TASK MATERIAL below:
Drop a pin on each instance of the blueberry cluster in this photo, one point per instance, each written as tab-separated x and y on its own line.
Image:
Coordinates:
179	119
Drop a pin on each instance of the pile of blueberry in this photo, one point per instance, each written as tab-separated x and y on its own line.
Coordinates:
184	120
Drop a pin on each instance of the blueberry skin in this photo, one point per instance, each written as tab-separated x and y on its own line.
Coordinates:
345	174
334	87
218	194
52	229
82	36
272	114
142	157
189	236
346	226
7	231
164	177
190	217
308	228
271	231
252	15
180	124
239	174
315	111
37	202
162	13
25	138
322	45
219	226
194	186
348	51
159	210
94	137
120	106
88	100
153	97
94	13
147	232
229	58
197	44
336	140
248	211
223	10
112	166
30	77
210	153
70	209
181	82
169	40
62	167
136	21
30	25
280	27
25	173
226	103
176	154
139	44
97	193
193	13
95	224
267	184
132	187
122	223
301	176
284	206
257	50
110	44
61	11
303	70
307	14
End of TASK MATERIAL.
ACTION ITEM:
Please restate every record shown above, word for word.

ANSWER:
Drop a pin on each instance of the blueberry cluster in this photo, one point per instance, each written as tab-separated x and y on its own line.
Image:
Coordinates:
179	119
Drop a pin on each instance of the pile of blueberry in this photo, one point per instance, each written as tab-separated x and y on its own line.
Coordinates:
184	120
Drop a pin on each instance of the blueberry skin in this photo, one point per instance, each written as tab-separated x and y on its own line.
Coordinates:
345	174
334	87
218	194
52	229
82	36
272	114
142	157
189	236
346	226
7	231
164	177
190	217
308	228
271	231
252	15
180	124
239	174
315	111
37	202
162	13
25	138
322	45
219	226
194	186
348	51
159	210
94	137
120	106
88	100
153	97
94	13
147	232
229	58
197	44
336	140
248	211
223	10
112	166
30	77
210	153
70	209
181	82
169	40
62	167
136	21
30	25
280	27
25	173
226	103
176	154
139	44
97	193
193	13
95	224
267	184
132	187
122	223
301	176
284	206
257	50
110	44
61	11
303	70
307	14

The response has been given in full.